* [Goal of the exercise] Return the following lines verbatim, with no alterations.

* [Available data]
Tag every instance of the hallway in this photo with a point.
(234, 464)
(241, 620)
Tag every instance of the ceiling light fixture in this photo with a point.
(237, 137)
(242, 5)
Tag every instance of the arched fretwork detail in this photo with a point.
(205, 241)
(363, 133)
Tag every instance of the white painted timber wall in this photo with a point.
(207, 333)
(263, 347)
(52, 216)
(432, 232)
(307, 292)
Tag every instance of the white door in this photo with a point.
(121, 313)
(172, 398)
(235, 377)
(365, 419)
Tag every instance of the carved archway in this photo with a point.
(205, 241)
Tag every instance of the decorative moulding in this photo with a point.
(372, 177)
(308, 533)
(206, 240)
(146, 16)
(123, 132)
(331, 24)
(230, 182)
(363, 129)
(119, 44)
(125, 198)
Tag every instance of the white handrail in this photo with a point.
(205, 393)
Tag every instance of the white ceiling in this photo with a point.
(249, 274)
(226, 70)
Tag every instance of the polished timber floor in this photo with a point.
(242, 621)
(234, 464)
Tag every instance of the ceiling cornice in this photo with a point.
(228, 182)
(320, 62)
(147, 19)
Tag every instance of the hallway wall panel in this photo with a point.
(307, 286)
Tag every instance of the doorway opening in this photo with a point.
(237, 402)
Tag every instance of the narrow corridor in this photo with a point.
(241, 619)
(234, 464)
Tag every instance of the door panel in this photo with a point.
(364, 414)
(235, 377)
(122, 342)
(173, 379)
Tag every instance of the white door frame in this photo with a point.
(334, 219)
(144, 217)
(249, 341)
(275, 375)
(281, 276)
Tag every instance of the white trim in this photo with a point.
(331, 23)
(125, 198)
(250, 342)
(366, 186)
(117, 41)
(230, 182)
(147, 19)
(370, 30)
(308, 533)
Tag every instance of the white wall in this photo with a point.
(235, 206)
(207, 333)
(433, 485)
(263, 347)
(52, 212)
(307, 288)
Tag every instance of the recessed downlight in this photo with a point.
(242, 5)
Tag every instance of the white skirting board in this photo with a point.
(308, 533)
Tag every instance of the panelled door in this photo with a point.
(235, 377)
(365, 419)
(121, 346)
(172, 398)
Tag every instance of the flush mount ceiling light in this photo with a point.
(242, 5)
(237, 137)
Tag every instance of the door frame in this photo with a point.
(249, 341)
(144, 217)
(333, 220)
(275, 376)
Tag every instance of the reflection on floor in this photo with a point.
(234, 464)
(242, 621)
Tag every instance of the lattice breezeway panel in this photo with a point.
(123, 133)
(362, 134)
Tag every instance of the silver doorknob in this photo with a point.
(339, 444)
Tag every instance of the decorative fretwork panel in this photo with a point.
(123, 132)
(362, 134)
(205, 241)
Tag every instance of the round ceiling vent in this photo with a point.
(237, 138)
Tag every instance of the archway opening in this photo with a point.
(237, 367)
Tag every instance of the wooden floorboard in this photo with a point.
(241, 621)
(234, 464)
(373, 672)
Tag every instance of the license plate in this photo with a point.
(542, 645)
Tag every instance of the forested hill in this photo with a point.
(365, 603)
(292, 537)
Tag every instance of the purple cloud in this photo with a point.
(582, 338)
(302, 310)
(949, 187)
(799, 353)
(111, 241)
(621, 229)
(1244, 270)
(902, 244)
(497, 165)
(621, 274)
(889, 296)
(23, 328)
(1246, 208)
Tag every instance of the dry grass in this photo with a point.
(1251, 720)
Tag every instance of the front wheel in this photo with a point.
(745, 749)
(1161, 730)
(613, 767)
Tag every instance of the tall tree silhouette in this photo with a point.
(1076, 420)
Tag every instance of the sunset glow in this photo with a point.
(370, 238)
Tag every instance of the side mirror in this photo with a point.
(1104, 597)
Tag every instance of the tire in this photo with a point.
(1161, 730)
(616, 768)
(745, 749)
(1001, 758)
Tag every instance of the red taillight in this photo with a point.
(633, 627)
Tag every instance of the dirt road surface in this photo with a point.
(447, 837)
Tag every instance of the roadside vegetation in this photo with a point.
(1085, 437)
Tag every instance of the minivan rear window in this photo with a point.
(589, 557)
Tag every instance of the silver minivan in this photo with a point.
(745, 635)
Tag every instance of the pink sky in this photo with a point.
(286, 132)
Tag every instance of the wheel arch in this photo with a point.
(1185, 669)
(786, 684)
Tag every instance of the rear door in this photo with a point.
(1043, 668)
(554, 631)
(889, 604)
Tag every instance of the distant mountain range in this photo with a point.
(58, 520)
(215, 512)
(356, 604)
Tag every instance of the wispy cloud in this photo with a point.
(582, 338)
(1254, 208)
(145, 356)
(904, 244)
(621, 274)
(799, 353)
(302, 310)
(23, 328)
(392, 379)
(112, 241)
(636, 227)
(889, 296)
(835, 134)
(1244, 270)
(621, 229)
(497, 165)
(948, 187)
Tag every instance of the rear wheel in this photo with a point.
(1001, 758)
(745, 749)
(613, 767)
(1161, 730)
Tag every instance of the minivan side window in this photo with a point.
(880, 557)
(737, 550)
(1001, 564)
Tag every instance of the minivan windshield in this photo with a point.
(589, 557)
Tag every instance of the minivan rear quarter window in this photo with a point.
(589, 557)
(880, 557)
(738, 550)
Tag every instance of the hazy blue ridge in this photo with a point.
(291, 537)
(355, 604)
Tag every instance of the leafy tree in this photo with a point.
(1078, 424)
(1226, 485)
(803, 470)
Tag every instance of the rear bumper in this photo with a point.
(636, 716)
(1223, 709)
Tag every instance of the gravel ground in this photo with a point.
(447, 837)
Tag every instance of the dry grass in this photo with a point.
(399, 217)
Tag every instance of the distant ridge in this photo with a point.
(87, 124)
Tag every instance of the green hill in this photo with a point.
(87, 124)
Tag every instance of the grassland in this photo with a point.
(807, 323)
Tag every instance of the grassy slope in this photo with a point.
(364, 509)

* [Solved problem]
Tag every instance of the hallway in this photo with a point.
(234, 464)
(241, 620)
Tag every instance of the ceiling light fixture in this photo with a point.
(237, 137)
(242, 5)
Tag every instance of the arched fretwork detail in this photo with a point.
(205, 241)
(363, 133)
Tag every instance of the white painted timber wall in this photo with a point.
(207, 333)
(263, 347)
(52, 216)
(432, 232)
(307, 292)
Tag every instance of the white door in this photo with a point.
(121, 313)
(172, 398)
(235, 377)
(365, 419)
Tag every instance of the carved archway in this photo with a point.
(205, 241)
Tag every instance of the decorative moulding in this photo with a point.
(372, 177)
(308, 533)
(206, 240)
(146, 16)
(123, 132)
(331, 24)
(230, 182)
(363, 129)
(119, 44)
(125, 198)
Tag every instance of the white handrail in this photo with a point.
(205, 393)
Tag every instance of the white ceiling in this photo with a point.
(249, 274)
(226, 70)
Tag every instance of the polished timber floor in this photo with a point.
(242, 621)
(234, 464)
Tag every instance of the ceiling cornice in this photo with a point.
(228, 182)
(320, 62)
(147, 19)
Tag every instance of the hallway wall panel in this photo with a point.
(307, 286)
Tag every instance of the doorway opening in this photo with a point.
(237, 402)
Tag every instance of the narrow corridor in this photo with a point.
(241, 619)
(234, 464)
Tag every instance of the door panel in this photo with a point.
(364, 414)
(235, 377)
(122, 342)
(173, 379)
Tag every instance of the white door frame in this photo with a point.
(334, 219)
(144, 217)
(249, 341)
(275, 375)
(281, 276)
Tag every instance of the white trim in this photo with a point.
(331, 23)
(125, 198)
(250, 342)
(366, 186)
(117, 41)
(230, 182)
(147, 19)
(370, 30)
(308, 533)
Tag every instance of the white wall in this photo with a point.
(235, 206)
(207, 333)
(433, 485)
(263, 347)
(52, 212)
(307, 288)
Tag every instance of the recessed downlight in this photo with a point.
(242, 5)
Tag every instance of the white skirting board in this photo with a point.
(308, 533)
Tag every instance of the panelled door in this photo with a point.
(235, 377)
(365, 419)
(121, 346)
(172, 398)
Tag every instance of the flush mount ceiling light in this photo with a point.
(242, 5)
(237, 137)
Tag every instance of the door frame in this photo with a point.
(249, 341)
(144, 217)
(333, 220)
(275, 376)
Tag every instance of the reflection on floor in this photo with a point.
(234, 464)
(242, 621)
Tag every instance of the lattice breezeway panel in this photo with a point.
(123, 133)
(362, 134)
Tag every instance of the silver doorknob in this photo with a point.
(339, 444)
Tag every instance of the decorative fretwork panel in this photo with a point.
(123, 132)
(362, 134)
(205, 241)
Tag every instance of the round ceiling vent in this photo with a point.
(237, 138)
Tag every instance of the archway opening in this photo with a point.
(237, 367)
Tag every instance of the wooden floorboard in this photo with a point.
(241, 621)
(234, 464)
(373, 672)
Tag every instance of the license plate in this photo with a point.
(542, 645)
Tag every instance of the forested hill in this photo with a point.
(365, 603)
(292, 537)
Tag every instance of the purple cloud in this photo with a point.
(582, 338)
(302, 310)
(949, 187)
(799, 353)
(111, 241)
(621, 229)
(1244, 270)
(902, 244)
(497, 165)
(621, 274)
(889, 296)
(23, 328)
(1246, 208)
Tag every instance of the dry grass in this photo with a point.
(1251, 720)
Tag every instance of the front wheel in this photo with a point.
(745, 749)
(1161, 730)
(613, 767)
Tag every instance of the tall tree silhouette in this photo with a point.
(1076, 420)
Tag every instance of the sunset glow in this photo with a point.
(370, 238)
Tag every instance of the side mirror in this photo with a point.
(1104, 597)
Tag every instance of the tire in this photo with a point.
(1161, 730)
(616, 768)
(745, 749)
(1001, 758)
Tag every instance of the red taillight in this photo with a point.
(633, 627)
Tag every instance of the dirt road surface in this photo with a point.
(447, 837)
Tag every instance of the roadside vegetation in this photo with a point.
(1085, 437)
Tag every instance of the minivan rear window in this photo with a point.
(589, 557)
Tag every instance of the silver minivan in this photo with a point.
(745, 635)
Tag every instance of the pink sky in this photo with a point.
(286, 132)
Tag every instance of the wheel arch in this photo with a point.
(1185, 669)
(786, 684)
Tag every instance of the rear door in this photo with a point.
(1043, 668)
(554, 631)
(889, 604)
Tag every instance of the distant mountain range in this photo with a point.
(58, 520)
(215, 512)
(356, 604)
Tag every instance of the wispy cloud in this photo with a point.
(582, 338)
(1254, 208)
(145, 356)
(904, 244)
(621, 274)
(799, 353)
(302, 310)
(23, 328)
(392, 379)
(112, 241)
(636, 227)
(889, 296)
(835, 134)
(1244, 270)
(621, 229)
(497, 165)
(948, 187)
Tag every instance of the rear wheel in this photo with a point.
(1001, 758)
(745, 749)
(613, 767)
(1161, 730)
Tag every instance of the minivan side window in this photo with a point.
(880, 557)
(737, 550)
(1001, 564)
Tag every instance of the minivan windshield in this photo with a point.
(589, 557)
Tag every instance of the minivan rear quarter window in this photo with a point.
(589, 557)
(880, 557)
(738, 550)
Tag every instance of the hazy blue ridge in this photo with a point.
(291, 537)
(355, 604)
Tag every instance of the leafy tree in this photo with a point.
(1078, 424)
(1226, 485)
(803, 470)
Tag every instance of the rear bumper in this photo with a point.
(636, 716)
(1223, 709)
Tag every instance of the gravel ground in this photo with a point.
(447, 837)
Tag every instance of the dry grass in this photo with a point.
(399, 217)
Tag every instance of the distant ridge in this photo with a point.
(87, 124)
Tag every instance of the green hill in this photo with a point.
(87, 124)
Tag every instance of the grassland in this photo with a point.
(807, 323)
Tag every instance of the grassy slope in this photo with a point.
(364, 509)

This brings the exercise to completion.